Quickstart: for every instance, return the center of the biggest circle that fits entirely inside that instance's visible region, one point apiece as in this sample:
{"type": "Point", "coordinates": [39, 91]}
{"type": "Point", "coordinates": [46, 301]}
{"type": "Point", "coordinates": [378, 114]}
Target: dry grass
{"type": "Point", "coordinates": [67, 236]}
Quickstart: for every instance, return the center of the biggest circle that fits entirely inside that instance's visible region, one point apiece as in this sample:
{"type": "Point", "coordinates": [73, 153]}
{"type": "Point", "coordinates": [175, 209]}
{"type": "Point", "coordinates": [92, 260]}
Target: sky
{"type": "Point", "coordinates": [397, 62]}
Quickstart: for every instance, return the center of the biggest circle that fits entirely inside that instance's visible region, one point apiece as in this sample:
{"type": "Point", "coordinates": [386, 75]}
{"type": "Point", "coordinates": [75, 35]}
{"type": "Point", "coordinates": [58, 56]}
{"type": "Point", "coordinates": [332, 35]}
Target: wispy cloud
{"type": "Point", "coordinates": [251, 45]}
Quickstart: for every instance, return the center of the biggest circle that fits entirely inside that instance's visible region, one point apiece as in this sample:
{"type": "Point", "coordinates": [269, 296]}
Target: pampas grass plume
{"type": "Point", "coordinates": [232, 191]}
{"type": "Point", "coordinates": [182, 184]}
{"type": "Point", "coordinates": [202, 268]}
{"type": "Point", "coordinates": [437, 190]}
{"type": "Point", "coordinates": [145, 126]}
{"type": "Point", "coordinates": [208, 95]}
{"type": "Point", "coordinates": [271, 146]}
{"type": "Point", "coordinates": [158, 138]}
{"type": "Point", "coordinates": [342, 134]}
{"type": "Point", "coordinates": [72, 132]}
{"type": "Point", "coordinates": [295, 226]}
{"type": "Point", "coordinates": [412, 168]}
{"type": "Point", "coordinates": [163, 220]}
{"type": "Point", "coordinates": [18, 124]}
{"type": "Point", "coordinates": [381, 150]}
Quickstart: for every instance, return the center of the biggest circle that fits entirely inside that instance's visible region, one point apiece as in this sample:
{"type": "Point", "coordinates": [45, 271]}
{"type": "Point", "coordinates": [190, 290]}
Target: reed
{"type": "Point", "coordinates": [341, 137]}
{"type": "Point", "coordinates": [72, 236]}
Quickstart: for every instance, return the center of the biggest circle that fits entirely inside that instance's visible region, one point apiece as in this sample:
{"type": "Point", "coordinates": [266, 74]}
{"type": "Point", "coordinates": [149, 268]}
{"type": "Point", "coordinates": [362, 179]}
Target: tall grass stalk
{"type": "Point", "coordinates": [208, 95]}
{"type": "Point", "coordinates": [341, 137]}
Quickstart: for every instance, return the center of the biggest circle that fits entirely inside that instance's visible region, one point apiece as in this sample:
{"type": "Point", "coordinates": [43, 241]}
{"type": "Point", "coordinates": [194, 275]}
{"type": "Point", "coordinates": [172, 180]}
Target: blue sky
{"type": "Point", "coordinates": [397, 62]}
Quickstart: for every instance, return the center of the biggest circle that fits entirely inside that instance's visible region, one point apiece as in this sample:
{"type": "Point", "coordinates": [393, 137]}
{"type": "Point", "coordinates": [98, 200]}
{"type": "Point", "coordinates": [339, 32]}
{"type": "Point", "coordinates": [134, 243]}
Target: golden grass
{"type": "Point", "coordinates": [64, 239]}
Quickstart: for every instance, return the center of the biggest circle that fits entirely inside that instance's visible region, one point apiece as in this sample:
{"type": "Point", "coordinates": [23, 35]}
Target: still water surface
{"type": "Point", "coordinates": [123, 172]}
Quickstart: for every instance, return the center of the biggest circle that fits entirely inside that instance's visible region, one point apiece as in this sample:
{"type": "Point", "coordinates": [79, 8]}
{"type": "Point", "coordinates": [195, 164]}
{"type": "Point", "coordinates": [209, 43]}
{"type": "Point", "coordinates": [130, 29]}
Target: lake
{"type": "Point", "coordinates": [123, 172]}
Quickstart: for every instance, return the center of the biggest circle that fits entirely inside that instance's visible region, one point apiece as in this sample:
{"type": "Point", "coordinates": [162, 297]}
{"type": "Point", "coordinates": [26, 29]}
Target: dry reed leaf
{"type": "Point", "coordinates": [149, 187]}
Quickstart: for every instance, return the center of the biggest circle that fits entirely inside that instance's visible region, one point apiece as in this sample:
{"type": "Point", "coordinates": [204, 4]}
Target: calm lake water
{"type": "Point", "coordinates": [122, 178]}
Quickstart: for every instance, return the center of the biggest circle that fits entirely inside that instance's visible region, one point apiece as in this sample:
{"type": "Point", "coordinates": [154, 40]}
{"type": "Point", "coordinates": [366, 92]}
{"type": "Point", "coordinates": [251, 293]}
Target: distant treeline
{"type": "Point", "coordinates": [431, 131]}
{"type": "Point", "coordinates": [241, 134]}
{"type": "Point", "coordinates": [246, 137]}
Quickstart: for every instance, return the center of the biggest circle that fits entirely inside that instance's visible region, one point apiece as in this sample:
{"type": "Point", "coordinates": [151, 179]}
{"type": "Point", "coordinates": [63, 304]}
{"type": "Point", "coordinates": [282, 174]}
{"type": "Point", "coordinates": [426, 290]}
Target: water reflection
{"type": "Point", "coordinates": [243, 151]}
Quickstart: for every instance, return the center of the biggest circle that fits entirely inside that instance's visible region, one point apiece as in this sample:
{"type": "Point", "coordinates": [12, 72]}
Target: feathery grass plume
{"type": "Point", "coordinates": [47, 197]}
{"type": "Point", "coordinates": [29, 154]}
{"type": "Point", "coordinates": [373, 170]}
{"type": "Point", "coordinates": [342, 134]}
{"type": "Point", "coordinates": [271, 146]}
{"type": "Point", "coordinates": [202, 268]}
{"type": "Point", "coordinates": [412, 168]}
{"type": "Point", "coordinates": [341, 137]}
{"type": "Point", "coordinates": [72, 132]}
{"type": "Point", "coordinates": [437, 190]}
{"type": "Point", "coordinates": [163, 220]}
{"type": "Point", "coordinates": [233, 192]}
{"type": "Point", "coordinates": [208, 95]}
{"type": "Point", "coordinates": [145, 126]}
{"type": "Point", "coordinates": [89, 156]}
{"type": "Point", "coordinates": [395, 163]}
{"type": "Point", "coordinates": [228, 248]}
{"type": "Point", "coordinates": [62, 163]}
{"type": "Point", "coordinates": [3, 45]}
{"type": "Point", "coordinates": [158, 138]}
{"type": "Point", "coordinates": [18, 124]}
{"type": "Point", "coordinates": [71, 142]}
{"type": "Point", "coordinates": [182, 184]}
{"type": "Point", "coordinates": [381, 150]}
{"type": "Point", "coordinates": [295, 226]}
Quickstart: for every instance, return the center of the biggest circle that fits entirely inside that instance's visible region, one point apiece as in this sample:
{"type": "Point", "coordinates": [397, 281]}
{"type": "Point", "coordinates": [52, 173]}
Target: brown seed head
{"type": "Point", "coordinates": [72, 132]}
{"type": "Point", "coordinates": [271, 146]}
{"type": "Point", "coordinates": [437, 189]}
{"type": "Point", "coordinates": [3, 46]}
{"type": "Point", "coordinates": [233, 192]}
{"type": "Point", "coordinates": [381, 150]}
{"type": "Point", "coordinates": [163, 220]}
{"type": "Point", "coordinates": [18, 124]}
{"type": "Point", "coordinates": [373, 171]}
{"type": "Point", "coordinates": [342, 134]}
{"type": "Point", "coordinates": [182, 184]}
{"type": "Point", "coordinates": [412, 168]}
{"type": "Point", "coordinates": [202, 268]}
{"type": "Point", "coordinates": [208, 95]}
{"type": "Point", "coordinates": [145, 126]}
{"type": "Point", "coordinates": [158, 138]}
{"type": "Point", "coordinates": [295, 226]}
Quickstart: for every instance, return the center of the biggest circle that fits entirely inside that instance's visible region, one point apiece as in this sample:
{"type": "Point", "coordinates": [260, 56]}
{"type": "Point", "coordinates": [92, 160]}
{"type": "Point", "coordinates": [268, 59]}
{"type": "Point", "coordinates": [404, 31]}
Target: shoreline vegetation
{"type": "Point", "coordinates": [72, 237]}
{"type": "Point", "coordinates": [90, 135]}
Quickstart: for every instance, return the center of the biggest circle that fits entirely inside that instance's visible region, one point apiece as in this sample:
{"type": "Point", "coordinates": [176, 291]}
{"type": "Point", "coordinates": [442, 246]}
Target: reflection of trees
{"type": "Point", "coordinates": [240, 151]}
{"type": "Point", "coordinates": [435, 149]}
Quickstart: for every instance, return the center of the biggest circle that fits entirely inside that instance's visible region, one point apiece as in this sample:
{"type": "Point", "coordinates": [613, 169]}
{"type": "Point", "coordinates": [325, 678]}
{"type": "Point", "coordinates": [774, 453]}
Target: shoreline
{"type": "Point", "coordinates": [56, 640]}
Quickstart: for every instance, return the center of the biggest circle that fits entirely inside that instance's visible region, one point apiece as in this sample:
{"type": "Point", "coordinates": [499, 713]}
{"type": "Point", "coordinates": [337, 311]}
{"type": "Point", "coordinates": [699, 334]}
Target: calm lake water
====
● **Aim**
Gather every line of the data above that contains the word "plume", copying each one in full.

● **Solution to this exercise**
Target: pampas grass plume
Target: feathery grass plume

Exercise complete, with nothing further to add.